### RECORDS TO PROCESS

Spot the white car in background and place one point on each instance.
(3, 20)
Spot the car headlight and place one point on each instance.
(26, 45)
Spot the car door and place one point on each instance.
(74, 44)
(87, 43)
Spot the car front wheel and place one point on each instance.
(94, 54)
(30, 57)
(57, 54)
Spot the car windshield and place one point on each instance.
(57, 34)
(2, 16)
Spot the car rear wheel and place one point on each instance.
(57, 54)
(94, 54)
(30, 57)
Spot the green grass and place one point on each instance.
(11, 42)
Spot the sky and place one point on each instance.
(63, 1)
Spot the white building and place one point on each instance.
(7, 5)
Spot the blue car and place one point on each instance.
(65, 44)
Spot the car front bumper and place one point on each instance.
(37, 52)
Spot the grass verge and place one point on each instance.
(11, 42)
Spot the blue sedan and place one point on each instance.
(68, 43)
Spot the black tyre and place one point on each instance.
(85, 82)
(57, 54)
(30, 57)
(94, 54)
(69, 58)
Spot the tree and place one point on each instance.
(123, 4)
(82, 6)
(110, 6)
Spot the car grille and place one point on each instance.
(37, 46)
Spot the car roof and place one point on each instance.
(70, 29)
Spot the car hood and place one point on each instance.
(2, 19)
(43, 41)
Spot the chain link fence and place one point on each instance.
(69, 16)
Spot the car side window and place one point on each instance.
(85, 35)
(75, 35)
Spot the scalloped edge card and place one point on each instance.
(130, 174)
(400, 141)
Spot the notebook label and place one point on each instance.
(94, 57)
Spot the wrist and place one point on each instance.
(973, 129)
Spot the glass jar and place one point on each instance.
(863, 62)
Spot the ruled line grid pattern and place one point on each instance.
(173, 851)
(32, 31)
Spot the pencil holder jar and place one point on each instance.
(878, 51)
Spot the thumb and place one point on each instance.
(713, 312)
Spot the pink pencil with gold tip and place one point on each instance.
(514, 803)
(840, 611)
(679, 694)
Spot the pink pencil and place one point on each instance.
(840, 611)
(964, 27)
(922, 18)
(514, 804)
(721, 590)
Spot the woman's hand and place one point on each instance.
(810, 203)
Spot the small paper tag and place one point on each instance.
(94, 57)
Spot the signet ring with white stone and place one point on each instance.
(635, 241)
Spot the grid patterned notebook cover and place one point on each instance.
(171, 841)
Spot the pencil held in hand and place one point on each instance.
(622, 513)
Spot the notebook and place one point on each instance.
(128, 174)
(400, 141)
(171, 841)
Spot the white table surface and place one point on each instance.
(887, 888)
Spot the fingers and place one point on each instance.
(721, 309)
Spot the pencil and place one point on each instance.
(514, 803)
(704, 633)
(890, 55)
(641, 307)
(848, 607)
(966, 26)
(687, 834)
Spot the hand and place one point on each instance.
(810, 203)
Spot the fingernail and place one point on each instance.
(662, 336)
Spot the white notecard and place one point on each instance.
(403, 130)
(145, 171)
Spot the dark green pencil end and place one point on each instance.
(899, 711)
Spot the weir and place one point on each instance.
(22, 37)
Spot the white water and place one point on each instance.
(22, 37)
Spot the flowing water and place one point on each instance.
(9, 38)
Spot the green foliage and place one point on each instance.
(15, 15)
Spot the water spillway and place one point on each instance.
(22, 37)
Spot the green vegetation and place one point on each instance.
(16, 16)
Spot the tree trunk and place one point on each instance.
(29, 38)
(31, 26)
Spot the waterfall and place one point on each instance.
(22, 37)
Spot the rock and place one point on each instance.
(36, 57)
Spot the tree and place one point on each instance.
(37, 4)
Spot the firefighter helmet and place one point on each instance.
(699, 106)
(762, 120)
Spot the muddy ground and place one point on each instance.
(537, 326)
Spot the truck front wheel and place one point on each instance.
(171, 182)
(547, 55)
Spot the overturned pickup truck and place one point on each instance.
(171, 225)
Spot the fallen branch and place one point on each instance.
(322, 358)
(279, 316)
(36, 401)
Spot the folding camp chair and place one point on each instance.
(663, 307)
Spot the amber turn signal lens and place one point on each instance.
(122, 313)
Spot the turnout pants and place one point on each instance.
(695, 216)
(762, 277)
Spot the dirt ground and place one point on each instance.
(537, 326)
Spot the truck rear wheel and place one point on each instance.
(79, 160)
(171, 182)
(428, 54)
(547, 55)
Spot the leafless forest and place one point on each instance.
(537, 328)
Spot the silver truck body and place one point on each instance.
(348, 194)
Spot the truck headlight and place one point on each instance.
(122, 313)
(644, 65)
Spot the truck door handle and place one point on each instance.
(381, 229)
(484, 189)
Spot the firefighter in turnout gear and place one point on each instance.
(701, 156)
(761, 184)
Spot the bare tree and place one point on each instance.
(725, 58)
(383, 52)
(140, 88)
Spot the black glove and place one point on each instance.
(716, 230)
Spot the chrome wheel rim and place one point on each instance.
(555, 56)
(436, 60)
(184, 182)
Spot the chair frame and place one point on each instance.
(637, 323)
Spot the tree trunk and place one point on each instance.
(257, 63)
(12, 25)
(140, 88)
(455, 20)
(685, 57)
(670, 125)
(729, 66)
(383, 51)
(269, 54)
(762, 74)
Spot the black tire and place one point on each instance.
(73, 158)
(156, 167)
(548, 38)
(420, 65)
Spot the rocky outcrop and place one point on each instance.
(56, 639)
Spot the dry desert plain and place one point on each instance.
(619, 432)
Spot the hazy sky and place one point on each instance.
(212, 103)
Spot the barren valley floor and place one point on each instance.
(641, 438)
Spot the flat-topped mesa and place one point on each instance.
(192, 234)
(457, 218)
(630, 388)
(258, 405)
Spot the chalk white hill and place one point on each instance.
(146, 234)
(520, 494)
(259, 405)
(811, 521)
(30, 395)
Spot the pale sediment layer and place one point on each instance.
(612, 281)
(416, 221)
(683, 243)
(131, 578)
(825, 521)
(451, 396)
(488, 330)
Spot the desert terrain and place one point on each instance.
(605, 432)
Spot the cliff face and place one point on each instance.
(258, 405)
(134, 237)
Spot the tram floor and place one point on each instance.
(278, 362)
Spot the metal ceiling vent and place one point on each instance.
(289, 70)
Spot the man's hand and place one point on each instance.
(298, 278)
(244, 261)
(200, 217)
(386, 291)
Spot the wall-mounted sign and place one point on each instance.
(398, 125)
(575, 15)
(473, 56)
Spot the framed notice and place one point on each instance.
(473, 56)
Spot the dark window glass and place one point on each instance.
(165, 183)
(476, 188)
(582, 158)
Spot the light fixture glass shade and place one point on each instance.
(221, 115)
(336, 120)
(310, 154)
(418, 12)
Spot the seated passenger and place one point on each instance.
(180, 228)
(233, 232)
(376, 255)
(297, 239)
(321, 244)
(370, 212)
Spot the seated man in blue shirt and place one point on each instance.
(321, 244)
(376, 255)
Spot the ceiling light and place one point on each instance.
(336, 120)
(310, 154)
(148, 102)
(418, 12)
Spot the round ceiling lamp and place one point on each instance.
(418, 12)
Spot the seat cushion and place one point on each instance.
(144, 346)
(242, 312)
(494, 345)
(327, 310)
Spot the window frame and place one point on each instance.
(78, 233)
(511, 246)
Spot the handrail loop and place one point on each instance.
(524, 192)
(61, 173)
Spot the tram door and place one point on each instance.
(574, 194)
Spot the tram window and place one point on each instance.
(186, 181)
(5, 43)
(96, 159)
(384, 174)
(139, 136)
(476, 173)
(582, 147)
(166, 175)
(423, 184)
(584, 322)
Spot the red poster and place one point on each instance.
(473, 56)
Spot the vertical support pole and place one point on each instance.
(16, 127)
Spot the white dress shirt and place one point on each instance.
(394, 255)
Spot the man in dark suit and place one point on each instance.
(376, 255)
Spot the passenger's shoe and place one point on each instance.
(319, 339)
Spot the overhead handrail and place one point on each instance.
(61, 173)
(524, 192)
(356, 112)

######

• _YOUR ASSIGNMENT_:
The answer must be an exact copy of every record above.

• _YOUR SOLUTION_:
Spot the white car in background and place one point on each instance.
(3, 20)
Spot the car headlight and place one point on each instance.
(26, 45)
Spot the car door and place one point on each instance.
(74, 44)
(87, 43)
Spot the car front wheel and place one point on each instance.
(94, 54)
(30, 57)
(57, 54)
Spot the car windshield and place one point on each instance.
(57, 34)
(2, 16)
Spot the car rear wheel and place one point on each instance.
(57, 54)
(94, 54)
(30, 57)
Spot the green grass and place one point on each instance.
(11, 42)
Spot the sky and place one point on each instance.
(63, 1)
Spot the white building and place one point on each instance.
(7, 5)
Spot the blue car and place one point on each instance.
(65, 44)
Spot the car front bumper and place one point on each instance.
(37, 52)
Spot the grass verge and place one point on each instance.
(11, 42)
Spot the blue sedan and place one point on each instance.
(68, 43)
Spot the black tyre and place one point on each instance.
(85, 82)
(57, 54)
(30, 57)
(94, 54)
(69, 58)
Spot the tree and place one point on each instance.
(123, 4)
(82, 6)
(110, 6)
Spot the car grille and place one point on each instance.
(37, 46)
Spot the car roof and place one point on each instance.
(70, 29)
Spot the car hood and place one point on each instance.
(2, 19)
(43, 41)
Spot the chain link fence and place one point on each instance.
(69, 16)
Spot the car side window and place one point on each instance.
(85, 35)
(75, 35)
Spot the scalloped edge card and place one point on each instance.
(130, 174)
(400, 141)
Spot the notebook label and place one point on each instance.
(94, 57)
Spot the wrist and place one point on each instance.
(973, 129)
Spot the glass jar and place one point on each instance.
(863, 62)
Spot the ruled line grid pattern and place one point on each instance.
(173, 851)
(32, 31)
Spot the pencil holder jar and place one point on each instance.
(878, 51)
Spot the thumb and place one point on each instance.
(713, 312)
Spot the pink pencil with gold tip and place one point on each instance.
(514, 803)
(840, 611)
(679, 694)
Spot the pink pencil and place one point on each instance.
(840, 611)
(964, 27)
(922, 18)
(514, 804)
(721, 590)
Spot the woman's hand and place one point on each instance.
(810, 203)
Spot the small paper tag and place one point on each instance.
(94, 57)
Spot the signet ring with white stone and place one point on each instance.
(635, 241)
Spot the grid patterned notebook cover and place one point on each instance.
(171, 841)
Spot the pencil held in hand and place one point on each instance.
(622, 513)
Spot the notebook and place one point on each instance.
(128, 174)
(400, 141)
(171, 841)
Spot the white table surface and place one point on each instance.
(887, 888)
Spot the fingers and place one point on each instance.
(721, 309)
Spot the pencil and place one point on each instance.
(514, 803)
(704, 633)
(890, 55)
(641, 307)
(848, 607)
(966, 26)
(687, 834)
Spot the hand and place one point on each instance.
(810, 203)
Spot the fingernail and place one point on each instance.
(662, 336)
Spot the white notecard and place one point on each instance.
(403, 130)
(145, 171)
Spot the dark green pencil end and place one point on each instance.
(899, 711)
Spot the weir and place one point on each instance.
(22, 37)
Spot the white water and place one point on each instance.
(22, 37)
Spot the flowing water and place one point on each instance.
(9, 38)
Spot the green foliage and place one point on each instance.
(15, 15)
Spot the water spillway and place one point on each instance.
(22, 37)
Spot the green vegetation and place one point on each instance.
(16, 16)
Spot the tree trunk and place one point on each instance.
(29, 38)
(31, 26)
Spot the waterfall and place one point on each instance.
(22, 37)
Spot the rock and place one point on each instance.
(36, 57)
Spot the tree and place one point on each instance.
(37, 4)
Spot the firefighter helmet and place one point on each instance.
(699, 106)
(762, 120)
Spot the muddy ground and place one point on each instance.
(537, 326)
Spot the truck front wheel and place one point on each instance.
(171, 182)
(547, 55)
Spot the overturned pickup truck and place one point on each instance.
(171, 225)
Spot the fallen branch and place one point on each instance.
(322, 358)
(279, 316)
(36, 401)
Spot the folding camp chair and place one point on each instance.
(663, 307)
Spot the amber turn signal lens and place one point on each instance.
(122, 313)
Spot the turnout pants and place one point on each instance.
(695, 216)
(762, 277)
Spot the dirt ground and place one point on each instance.
(537, 326)
Spot the truck rear wheel and place one point on each instance.
(79, 160)
(171, 182)
(428, 54)
(547, 55)
Spot the leafless forest and place one point on each instance.
(537, 328)
Spot the silver truck body and place one point on each instance.
(348, 194)
Spot the truck headlight and place one point on each instance.
(122, 313)
(644, 65)
Spot the truck door handle and place one point on each instance.
(381, 229)
(484, 189)
Spot the firefighter in turnout gear and place one point on each instance.
(701, 156)
(761, 184)
Spot the bare tree and place one point on each instance.
(725, 58)
(383, 52)
(140, 88)
Spot the black glove and place one point on each instance.
(716, 230)
Spot the chrome wheel rim and place one point on each instance.
(555, 56)
(436, 60)
(184, 182)
Spot the chair frame and place one point on each instance.
(637, 323)
Spot the tree trunk and place one point on each instance.
(257, 63)
(12, 25)
(140, 88)
(455, 20)
(685, 57)
(670, 125)
(729, 66)
(383, 51)
(269, 54)
(762, 74)
Spot the black tire and place one point on each instance.
(73, 158)
(156, 167)
(548, 38)
(420, 65)
Spot the rocky outcrop and place one point on each instance.
(56, 639)
Spot the dry desert plain and place one point on each instance.
(619, 432)
Spot the hazy sky and place one point on each instance.
(212, 103)
Spot the barren valley floor and place one point on each instance.
(641, 438)
Spot the flat-topped mesa and place one point on each instance.
(192, 234)
(457, 218)
(630, 388)
(258, 405)
Spot the chalk white hill and place one point on each instance.
(146, 234)
(520, 494)
(259, 405)
(811, 521)
(30, 395)
Spot the pale sediment layer and place one point on each instance.
(612, 281)
(416, 221)
(683, 243)
(131, 578)
(825, 521)
(451, 396)
(488, 330)
Spot the desert terrain and place one point on each instance.
(605, 432)
Spot the cliff face and place one point on each instance.
(258, 405)
(134, 237)
Spot the tram floor and place one point on each instance.
(278, 362)
Spot the metal ceiling vent and place one point on each instance.
(289, 70)
Spot the man's hand and place one point on each instance.
(298, 278)
(244, 261)
(200, 217)
(386, 291)
Spot the wall-mounted sign and place one point on each instance.
(398, 125)
(575, 15)
(473, 56)
Spot the framed notice and place one point on each instance.
(473, 56)
Spot the dark window glass and place one point on each instance.
(165, 183)
(476, 188)
(582, 158)
Spot the light fixture glass shade and place one point on each instance.
(221, 115)
(336, 120)
(310, 154)
(418, 12)
Spot the seated passenger and place one point on each instance.
(180, 228)
(233, 232)
(376, 255)
(297, 239)
(321, 244)
(370, 212)
Spot the seated man in blue shirt and place one point on each instance.
(321, 244)
(376, 255)
Spot the ceiling light and place one point on each instance.
(336, 120)
(310, 154)
(148, 102)
(418, 12)
Spot the round ceiling lamp and place one point on each instance.
(418, 12)
Spot the seat cushion and place one point on each instance.
(144, 346)
(242, 312)
(494, 345)
(327, 310)
Spot the window frame and place one point on each instance.
(78, 233)
(511, 246)
Spot the handrail loop and place one point on each instance.
(524, 192)
(61, 173)
Spot the tram door and place one point on each instance.
(574, 194)
Spot the tram window and place one point on each instance.
(186, 181)
(5, 43)
(96, 159)
(384, 174)
(139, 136)
(476, 173)
(582, 147)
(166, 175)
(423, 184)
(584, 322)
Spot the red poster and place one point on each instance.
(473, 56)
Spot the vertical support pole and place one point on each instance.
(16, 127)
Spot the white dress shirt and place one point on each instance.
(394, 255)
Spot the man in dark suit and place one point on each instance.
(376, 255)
Spot the passenger's shoe and place one point on each instance.
(319, 339)
Spot the overhead handrail and place one point on each instance.
(61, 173)
(524, 192)
(356, 112)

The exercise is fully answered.